WRITTEN REQUEST:
Count the lines in the data below that contain the word "post", and reply with that number alone.

DATASET RECORDS:
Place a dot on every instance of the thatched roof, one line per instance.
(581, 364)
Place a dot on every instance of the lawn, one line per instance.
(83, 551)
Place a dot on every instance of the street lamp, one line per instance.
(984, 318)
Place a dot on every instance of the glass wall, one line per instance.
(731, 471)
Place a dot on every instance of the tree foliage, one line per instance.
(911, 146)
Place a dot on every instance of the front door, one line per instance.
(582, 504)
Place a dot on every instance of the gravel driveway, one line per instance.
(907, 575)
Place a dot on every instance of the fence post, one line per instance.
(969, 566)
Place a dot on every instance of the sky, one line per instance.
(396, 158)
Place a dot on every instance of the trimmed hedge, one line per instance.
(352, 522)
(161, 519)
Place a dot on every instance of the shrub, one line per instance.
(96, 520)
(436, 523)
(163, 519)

* * *

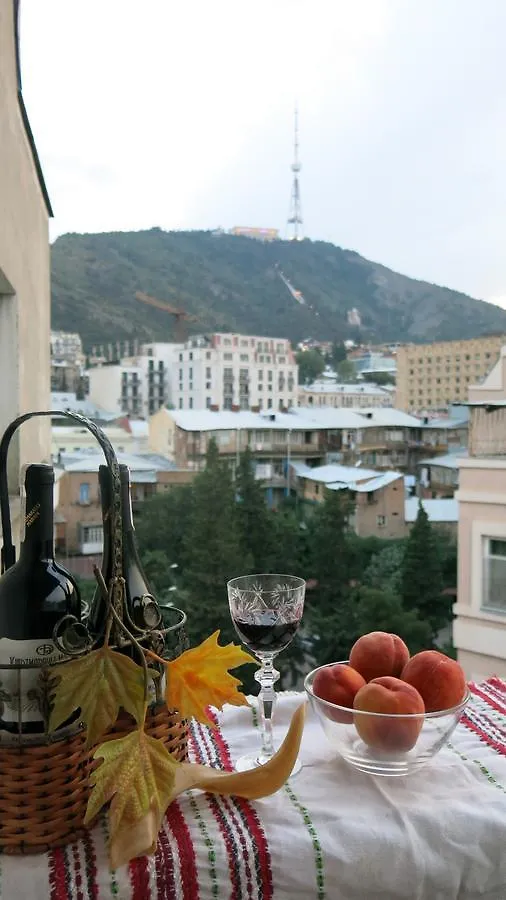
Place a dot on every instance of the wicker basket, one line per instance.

OUTPUT BELOW:
1